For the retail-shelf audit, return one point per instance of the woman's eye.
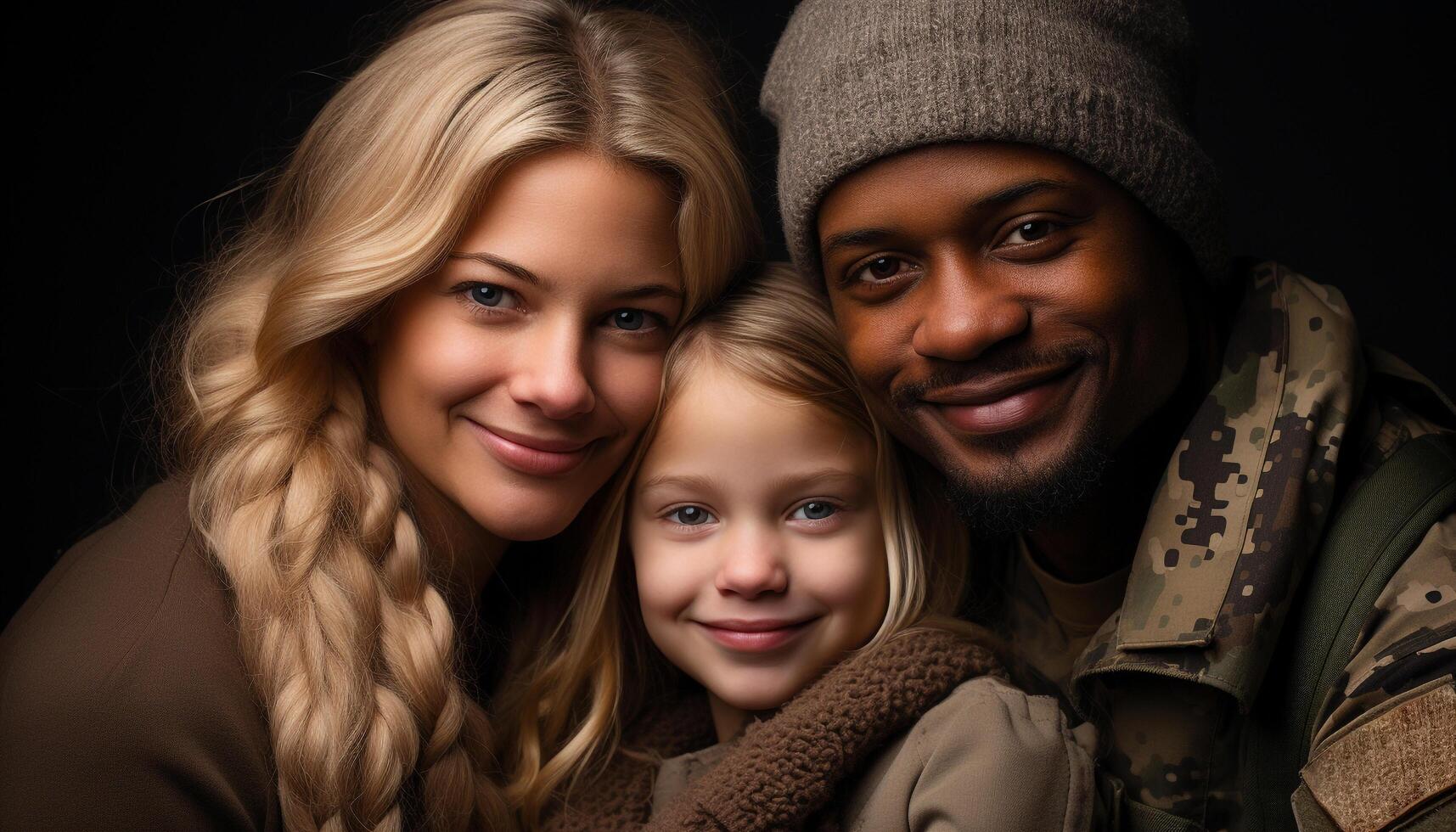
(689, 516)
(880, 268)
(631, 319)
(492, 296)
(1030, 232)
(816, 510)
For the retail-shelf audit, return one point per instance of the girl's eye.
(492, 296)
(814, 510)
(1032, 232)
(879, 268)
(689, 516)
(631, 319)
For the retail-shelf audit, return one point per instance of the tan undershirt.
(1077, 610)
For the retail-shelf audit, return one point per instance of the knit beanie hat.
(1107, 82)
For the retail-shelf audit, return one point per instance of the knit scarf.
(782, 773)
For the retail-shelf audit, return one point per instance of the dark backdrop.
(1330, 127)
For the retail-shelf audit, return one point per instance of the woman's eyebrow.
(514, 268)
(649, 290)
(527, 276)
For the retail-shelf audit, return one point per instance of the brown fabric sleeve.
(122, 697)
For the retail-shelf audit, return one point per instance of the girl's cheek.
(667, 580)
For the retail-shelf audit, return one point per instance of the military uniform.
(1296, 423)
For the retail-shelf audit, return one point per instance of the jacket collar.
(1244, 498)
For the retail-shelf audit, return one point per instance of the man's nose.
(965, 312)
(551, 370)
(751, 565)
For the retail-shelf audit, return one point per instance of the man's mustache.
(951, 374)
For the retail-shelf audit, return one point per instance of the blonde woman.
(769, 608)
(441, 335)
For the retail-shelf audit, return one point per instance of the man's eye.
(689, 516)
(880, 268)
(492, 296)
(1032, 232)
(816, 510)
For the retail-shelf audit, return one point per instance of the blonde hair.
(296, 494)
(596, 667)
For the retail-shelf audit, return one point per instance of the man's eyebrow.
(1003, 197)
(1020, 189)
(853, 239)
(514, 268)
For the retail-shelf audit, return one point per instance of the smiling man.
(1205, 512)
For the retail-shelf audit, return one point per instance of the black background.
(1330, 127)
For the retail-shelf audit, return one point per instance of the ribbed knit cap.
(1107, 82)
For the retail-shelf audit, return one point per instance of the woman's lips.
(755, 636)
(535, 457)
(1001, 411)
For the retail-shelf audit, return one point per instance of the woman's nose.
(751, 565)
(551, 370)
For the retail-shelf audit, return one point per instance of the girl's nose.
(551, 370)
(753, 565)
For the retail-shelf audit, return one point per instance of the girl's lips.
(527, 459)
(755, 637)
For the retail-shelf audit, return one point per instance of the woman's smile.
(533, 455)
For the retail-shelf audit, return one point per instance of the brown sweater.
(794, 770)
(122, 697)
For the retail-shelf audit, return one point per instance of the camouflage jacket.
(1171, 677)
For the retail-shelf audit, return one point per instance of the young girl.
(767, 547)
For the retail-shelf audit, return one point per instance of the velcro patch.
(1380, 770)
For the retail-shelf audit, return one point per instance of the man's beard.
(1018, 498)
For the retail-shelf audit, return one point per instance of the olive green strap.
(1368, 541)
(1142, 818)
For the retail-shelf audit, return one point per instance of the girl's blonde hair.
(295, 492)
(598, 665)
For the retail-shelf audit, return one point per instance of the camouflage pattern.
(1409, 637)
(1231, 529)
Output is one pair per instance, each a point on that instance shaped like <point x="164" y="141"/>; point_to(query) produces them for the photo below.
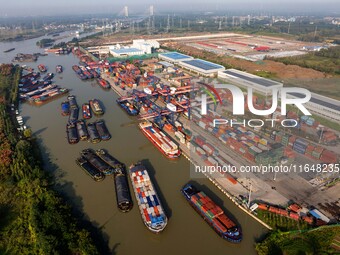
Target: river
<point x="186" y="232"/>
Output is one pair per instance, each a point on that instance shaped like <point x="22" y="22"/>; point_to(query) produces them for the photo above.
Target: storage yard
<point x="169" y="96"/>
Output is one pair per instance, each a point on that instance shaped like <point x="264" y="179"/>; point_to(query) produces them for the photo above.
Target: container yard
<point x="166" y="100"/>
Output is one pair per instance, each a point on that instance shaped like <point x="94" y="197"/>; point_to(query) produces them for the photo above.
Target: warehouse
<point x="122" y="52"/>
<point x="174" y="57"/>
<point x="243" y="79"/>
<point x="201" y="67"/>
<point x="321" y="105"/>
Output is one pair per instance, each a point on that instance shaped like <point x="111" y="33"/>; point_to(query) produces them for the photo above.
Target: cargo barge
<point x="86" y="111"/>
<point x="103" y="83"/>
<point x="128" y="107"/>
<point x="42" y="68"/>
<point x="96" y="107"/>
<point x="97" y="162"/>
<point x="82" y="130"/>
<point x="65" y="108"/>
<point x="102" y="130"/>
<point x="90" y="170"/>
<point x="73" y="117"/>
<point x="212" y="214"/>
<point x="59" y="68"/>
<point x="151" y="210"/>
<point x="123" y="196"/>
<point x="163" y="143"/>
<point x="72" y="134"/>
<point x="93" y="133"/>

### What you will do:
Copy out all of the entries exactly as they stand, with no pictures in your copy.

### Response to the exercise:
For the retail-shelf audit, return one point per instance of the woman's eye.
(689, 516)
(880, 268)
(631, 319)
(492, 296)
(1030, 232)
(816, 510)
For the retail-shelf audit, return one point per instance of the girl's eye.
(492, 296)
(814, 510)
(1032, 232)
(879, 268)
(689, 516)
(631, 319)
For the retail-shelf audit, return one point per instance of the tan undershirt.
(1077, 610)
For the retail-shelf audit, return one point per instance of the knit beanie hat.
(1107, 82)
For the retail-shelf audit, return one point per instance of the knit scarf.
(782, 773)
For the retail-shelf audit, return one point per instance of the dark backdrop.
(1330, 127)
For the retail-shelf audit, return one point per instance of the woman's eyebrow.
(514, 268)
(649, 290)
(527, 276)
For the retail-shelf audit, return one point per instance of the brown fabric sleeve.
(122, 697)
For the retail-shelf audit, return one point per instance of the girl's cheek.
(667, 580)
For the retail-shelf audit, return one point per instance of the military uniform.
(1296, 423)
For the retail-shelf audit, return one point per instance of the jacket collar.
(1244, 498)
For the retail-shelf audit, return one point per instance of the man's nose.
(965, 312)
(551, 370)
(751, 565)
For the retail-shelf audit, return one point per instance of the man's mustache.
(951, 374)
For the retail-shelf audit, return one point per instance of the blonde woman.
(769, 608)
(441, 335)
For the retail-shelf audit, return one point per instance of the man's eye.
(689, 516)
(880, 268)
(492, 296)
(1032, 232)
(816, 510)
For the retail-shelf audit, return one point per instance of the blonde hair.
(296, 494)
(596, 667)
For the retail-shelf audit, return one point per instance of the man's eyebrow.
(1003, 197)
(1020, 189)
(853, 239)
(514, 268)
For the retail-shelf audit, return one point per instance of the smiling man.
(1205, 512)
For the retail-shelf audit, return one point per instance of the black background.
(1330, 127)
For the retail-shelf audit, return one point per instance of the ribbed knit cap.
(1107, 82)
For the retail-shelf audit, return one point per instance of the woman's lips.
(755, 636)
(535, 457)
(1001, 411)
For the retail-shelf audit, return one point per instance of the woman's nose.
(751, 565)
(551, 370)
For the retail-shelf audit, return one point per instance of the girl's nose.
(551, 370)
(753, 565)
For the retail-shelf audit, return one point per instance of the girl's lips.
(527, 459)
(755, 637)
For the retail-shelf audit, return one point per instance of the woman's smile.
(533, 455)
For the retail-shelf audit, return one point per instance of the brown sweater.
(794, 770)
(122, 697)
For the retail-shelf audit, return one point per instance of the camouflage jacket.
(1171, 677)
For the retail-shelf audit, return one point per instance of the young girl.
(767, 547)
For the retail-shelf audit, return one point per instance of the velcro patch.
(1380, 770)
For the retail-shelf audit, return one point per instance of the man's beard.
(1018, 498)
For the retail-shelf audit, return one point per instance of the olive green strap.
(1368, 541)
(1142, 818)
For the retail-shelf audit, return one point per instance of the girl's blonde hair.
(295, 492)
(598, 665)
For the retail-shelf audit, return one point per instance of the camouflage pattern.
(1409, 637)
(1231, 529)
Output is one pair per instance, each a point on that instance shaped like <point x="164" y="141"/>; point_to(query) produces them for the photo below.
Target: river
<point x="186" y="232"/>
Output is one pair per instance, each a point on that instance shaped like <point x="22" y="22"/>; point_to(query) produces them for the photo above.
Target: storage yard
<point x="169" y="96"/>
Output is one pair per instance, each a point on that instance shaped like <point x="264" y="179"/>; point_to(query) produces them for the photo above.
Target: container yard
<point x="166" y="100"/>
Output is one pair per instance, each a point on that instance shaped like <point x="94" y="197"/>; point_to(query) produces them for the photo above.
Target: warehouse
<point x="122" y="52"/>
<point x="174" y="57"/>
<point x="243" y="79"/>
<point x="201" y="67"/>
<point x="321" y="105"/>
Output is one pair per instance, each a point on that instance shaped like <point x="111" y="33"/>; point_to(query) produces them for the photo above.
Target: cargo barge
<point x="86" y="111"/>
<point x="103" y="83"/>
<point x="128" y="107"/>
<point x="42" y="68"/>
<point x="96" y="107"/>
<point x="97" y="162"/>
<point x="82" y="130"/>
<point x="65" y="108"/>
<point x="102" y="130"/>
<point x="90" y="170"/>
<point x="73" y="117"/>
<point x="212" y="214"/>
<point x="59" y="68"/>
<point x="151" y="210"/>
<point x="123" y="196"/>
<point x="163" y="143"/>
<point x="72" y="134"/>
<point x="93" y="133"/>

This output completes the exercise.